Write out all of the records, keeping each one exactly as written.

Content starts

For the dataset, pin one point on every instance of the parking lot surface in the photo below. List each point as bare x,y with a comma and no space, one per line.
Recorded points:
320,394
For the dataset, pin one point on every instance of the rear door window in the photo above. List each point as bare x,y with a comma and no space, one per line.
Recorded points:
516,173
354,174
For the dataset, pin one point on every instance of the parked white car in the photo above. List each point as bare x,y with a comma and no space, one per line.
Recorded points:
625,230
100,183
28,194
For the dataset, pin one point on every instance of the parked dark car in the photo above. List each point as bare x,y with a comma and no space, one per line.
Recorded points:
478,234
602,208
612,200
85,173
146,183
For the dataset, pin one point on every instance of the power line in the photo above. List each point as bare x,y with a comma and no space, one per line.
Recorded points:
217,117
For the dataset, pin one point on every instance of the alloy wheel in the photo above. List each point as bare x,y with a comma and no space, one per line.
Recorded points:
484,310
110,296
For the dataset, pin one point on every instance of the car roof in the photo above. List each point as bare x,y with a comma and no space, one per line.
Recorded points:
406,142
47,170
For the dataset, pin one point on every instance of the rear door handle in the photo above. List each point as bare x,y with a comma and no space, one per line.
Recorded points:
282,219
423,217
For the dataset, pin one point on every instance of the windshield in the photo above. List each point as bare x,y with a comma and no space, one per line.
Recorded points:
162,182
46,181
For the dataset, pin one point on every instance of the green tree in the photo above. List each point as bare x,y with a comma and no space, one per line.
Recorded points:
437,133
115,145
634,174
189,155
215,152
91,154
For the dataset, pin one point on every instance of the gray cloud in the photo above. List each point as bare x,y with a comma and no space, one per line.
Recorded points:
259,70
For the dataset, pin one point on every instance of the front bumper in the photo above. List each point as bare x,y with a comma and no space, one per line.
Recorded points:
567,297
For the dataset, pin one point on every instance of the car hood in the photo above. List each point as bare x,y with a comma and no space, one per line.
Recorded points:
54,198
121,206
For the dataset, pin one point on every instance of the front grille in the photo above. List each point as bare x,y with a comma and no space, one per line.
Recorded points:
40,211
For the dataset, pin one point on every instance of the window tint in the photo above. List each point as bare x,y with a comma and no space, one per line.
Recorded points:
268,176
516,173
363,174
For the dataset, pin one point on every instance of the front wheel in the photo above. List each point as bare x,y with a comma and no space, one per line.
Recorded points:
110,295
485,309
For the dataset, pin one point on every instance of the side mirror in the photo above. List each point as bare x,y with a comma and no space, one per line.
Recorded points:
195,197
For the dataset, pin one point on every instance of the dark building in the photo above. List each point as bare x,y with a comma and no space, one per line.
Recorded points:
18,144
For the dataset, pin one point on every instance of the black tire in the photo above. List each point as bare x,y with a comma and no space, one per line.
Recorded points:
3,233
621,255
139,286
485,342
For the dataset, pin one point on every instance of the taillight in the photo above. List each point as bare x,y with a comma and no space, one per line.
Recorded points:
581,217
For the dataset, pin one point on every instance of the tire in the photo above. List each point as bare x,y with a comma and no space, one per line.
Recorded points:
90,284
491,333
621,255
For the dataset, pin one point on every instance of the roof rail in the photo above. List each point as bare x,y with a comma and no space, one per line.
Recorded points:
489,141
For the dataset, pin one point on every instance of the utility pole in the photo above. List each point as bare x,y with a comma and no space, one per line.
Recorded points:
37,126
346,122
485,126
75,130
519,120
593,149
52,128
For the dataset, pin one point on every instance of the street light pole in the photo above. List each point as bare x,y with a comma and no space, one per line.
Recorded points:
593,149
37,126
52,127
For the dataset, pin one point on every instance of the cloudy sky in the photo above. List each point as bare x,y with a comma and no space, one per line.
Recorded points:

Content ends

**EXERCISE SOLUTION**.
For the dataset, pin one point on every instance of the parking lot surface in the photo below. List each point as bare x,y with a comma and no space, one per line.
Recorded points:
320,394
For the dataset, pin one point on every instance of the rear door window in the photo above. List each point as bare x,y with a comma and no space, one per line.
Recorded points:
516,173
354,174
For the dataset, pin one point on every instance of the parked white car in the photo above. List each point as bare x,y with a comma and no space, one per line.
Recorded points:
625,230
100,183
28,194
For the dataset, pin one point on every instance of the parked dark car in the photo above. List each point as bare x,y with a comma and no space, one per line.
Recorded points:
478,234
602,208
612,200
85,173
146,183
For the dataset, pin one point on every instance of the power line in the photo above. List each point as bare x,y with a comma and no space, one per line.
Recorded points:
217,117
For the dataset, pin one point on every instance of the alloy wheel in the photo above. List each point as bare x,y with a comma and no space, one per line.
Recorded points:
484,310
110,296
For the dataset, pin one point on every instance of the car roof in the photo above. List each point as bare x,y with a comma and no space, one per line.
Recorded points:
406,142
47,170
For the dataset, pin one point on every instance of the rear door handle in the photo above. List each point as bare x,y with a comma and no space, one per line.
Recorded points:
282,219
423,217
For the dataset, pin one point on every instance of the windshield in the photo above. List each point as bare x,y with a comma and no space, one per line.
Recorded points:
162,182
46,181
For the dataset, pin one point on every instance of the green tree in the photo above. List each point as bare x,y with a comma and no space, one per line.
Recorded points:
437,133
115,145
634,174
189,155
215,152
91,154
For the dataset, pin one point on every instance of the gray cloud in the photo above. List each point as bare x,y with a comma and no space, one per line.
Recorded points:
259,70
For the dataset, pin one point on every instance of the front bumper in the photo above. List each point as bare x,y with a comma and no space, one per line.
Recorded points:
567,297
For the dataset, pin one point on every instance of the car hood in the photo above. List each point as bare x,y with a comma and no space, one per line.
Recorded points:
54,198
121,206
For the dataset, pin one point on every instance of the front grille in the photo above. List each point as bare x,y with a comma and no space, one per line.
Recorded points:
40,211
For the dataset, pin one point on every instance of the window tint in the photo above. List each point as bare x,y with a comma and no space, one per line.
Recorded points:
268,176
516,173
363,174
For the dataset, pin one point on every instance of the front wheel in the photo above. List each point as bare x,y with a comma and no space, one per line.
Recorded points:
110,295
485,309
For the dataset, pin one point on every instance of the side mirror in the photo above. List each point as bare x,y with a comma and no space, one per line.
Recorded points:
195,197
For the dataset, pin one point on every instance of the dark building in the photo above. List each point as bare x,y with a comma and no space, one per line.
Recorded points:
18,144
For the dataset, pin one point on every instance of the black tire in the photo above. List each point as bare x,y with a comma and no space, one per line.
Recorded points:
3,233
621,255
139,286
485,342
For the dataset, pin one point on every instance of the taillight in the photo above. List each point as bare x,y with a comma and no space, one per line.
Recorded points:
581,217
For the dataset, pin one point on every instance of the tire in the photo above. List each point as bare x,y with a comma and no space, one per line.
Recorded points:
90,284
491,333
621,255
For the dataset, pin one point on every instance of the roof rail in the photo above. List each point as bare x,y with a comma and no space, one per line.
Recorded points:
489,141
For the dataset, pin one point on every instance of the utility pole in the photo above. List each point as bare x,y with a comma and no space, one per line.
Recorded points:
37,126
346,122
485,126
75,130
519,120
593,149
52,128
For the dataset, pin one point on every instance of the street light pole in the photo above. List each point as bare x,y with a comma and no space, one per line.
Recorded points:
593,149
37,126
52,127
For the dataset, pin one point on every instance of the cloudy sky in the photo above. List each point as bare x,y with a comma and no space, one per line.
Recorded points:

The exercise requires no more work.